SHORT TASK » Please give, as a numbered list without blank lines, the lines from the one containing "Objective — a point for each instance of the limestone" up to and including the last line of the items below.

PROVIDED RECORDS »

• • • • • • •

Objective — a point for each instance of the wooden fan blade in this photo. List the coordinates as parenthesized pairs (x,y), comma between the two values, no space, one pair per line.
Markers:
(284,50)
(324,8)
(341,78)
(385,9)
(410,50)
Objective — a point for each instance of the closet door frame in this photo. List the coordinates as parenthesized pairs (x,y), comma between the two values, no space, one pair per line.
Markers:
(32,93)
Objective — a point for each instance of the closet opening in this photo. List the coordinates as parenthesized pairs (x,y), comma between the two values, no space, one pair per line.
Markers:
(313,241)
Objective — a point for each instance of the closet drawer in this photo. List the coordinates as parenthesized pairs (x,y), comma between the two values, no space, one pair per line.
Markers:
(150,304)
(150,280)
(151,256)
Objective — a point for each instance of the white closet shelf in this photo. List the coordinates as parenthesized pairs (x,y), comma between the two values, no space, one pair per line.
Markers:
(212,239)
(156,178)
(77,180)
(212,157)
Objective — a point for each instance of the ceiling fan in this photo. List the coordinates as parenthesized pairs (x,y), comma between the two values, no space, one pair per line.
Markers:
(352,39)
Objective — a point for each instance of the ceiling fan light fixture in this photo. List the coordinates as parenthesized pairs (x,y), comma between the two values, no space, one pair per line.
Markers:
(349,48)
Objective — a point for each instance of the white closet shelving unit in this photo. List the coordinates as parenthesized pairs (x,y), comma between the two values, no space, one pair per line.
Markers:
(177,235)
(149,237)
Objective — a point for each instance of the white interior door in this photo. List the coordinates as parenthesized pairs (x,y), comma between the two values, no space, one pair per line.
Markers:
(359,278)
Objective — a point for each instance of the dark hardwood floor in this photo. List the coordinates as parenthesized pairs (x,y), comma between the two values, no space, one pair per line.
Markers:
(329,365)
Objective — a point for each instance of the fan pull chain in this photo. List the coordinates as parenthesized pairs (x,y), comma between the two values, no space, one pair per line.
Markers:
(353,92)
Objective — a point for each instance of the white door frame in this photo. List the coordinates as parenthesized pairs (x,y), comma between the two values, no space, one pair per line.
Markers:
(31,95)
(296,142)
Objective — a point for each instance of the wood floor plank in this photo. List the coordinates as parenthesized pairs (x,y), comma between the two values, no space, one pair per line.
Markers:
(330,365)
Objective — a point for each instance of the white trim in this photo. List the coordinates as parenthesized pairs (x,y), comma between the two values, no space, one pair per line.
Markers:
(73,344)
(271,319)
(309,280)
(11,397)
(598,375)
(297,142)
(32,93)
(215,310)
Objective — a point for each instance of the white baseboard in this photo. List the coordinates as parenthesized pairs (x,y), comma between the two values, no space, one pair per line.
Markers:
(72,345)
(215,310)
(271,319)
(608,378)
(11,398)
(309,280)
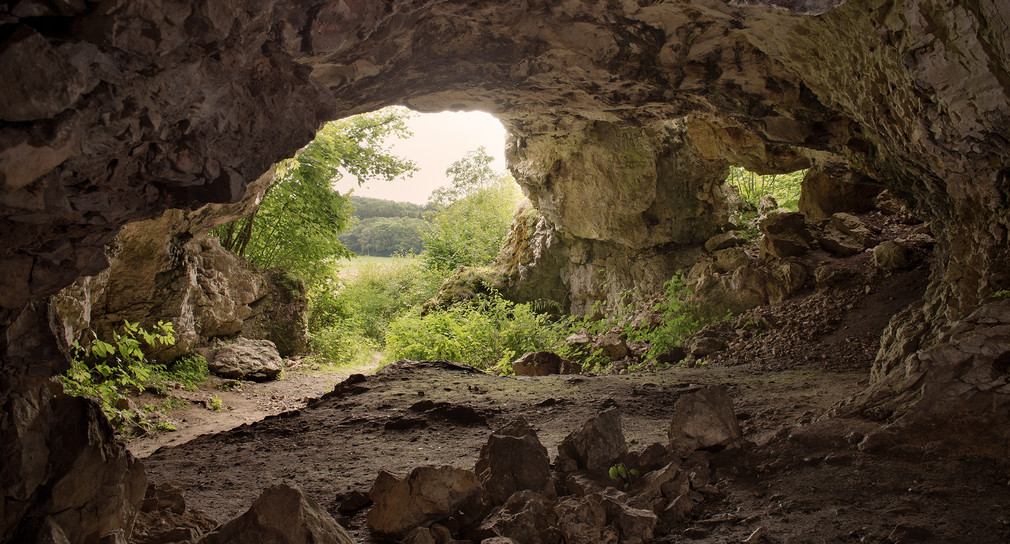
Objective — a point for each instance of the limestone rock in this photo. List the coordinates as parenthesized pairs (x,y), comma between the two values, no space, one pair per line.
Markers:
(247,359)
(597,444)
(890,256)
(785,234)
(512,460)
(724,241)
(704,419)
(822,195)
(612,345)
(526,517)
(282,515)
(426,494)
(539,363)
(731,258)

• • • • • • •

ANSWER TO THE PROBLEM »
1. Objective — a point for each instance of the limestone rock in this photo. List the coordinates as parenthesized pairs (x,y), comma between the two values, no space, one pair per line.
2. Markers:
3. (247,359)
4. (597,444)
5. (890,256)
6. (785,234)
7. (512,460)
8. (724,241)
9. (704,419)
10. (822,195)
11. (612,345)
12. (526,517)
13. (282,515)
14. (426,494)
15. (539,363)
16. (731,258)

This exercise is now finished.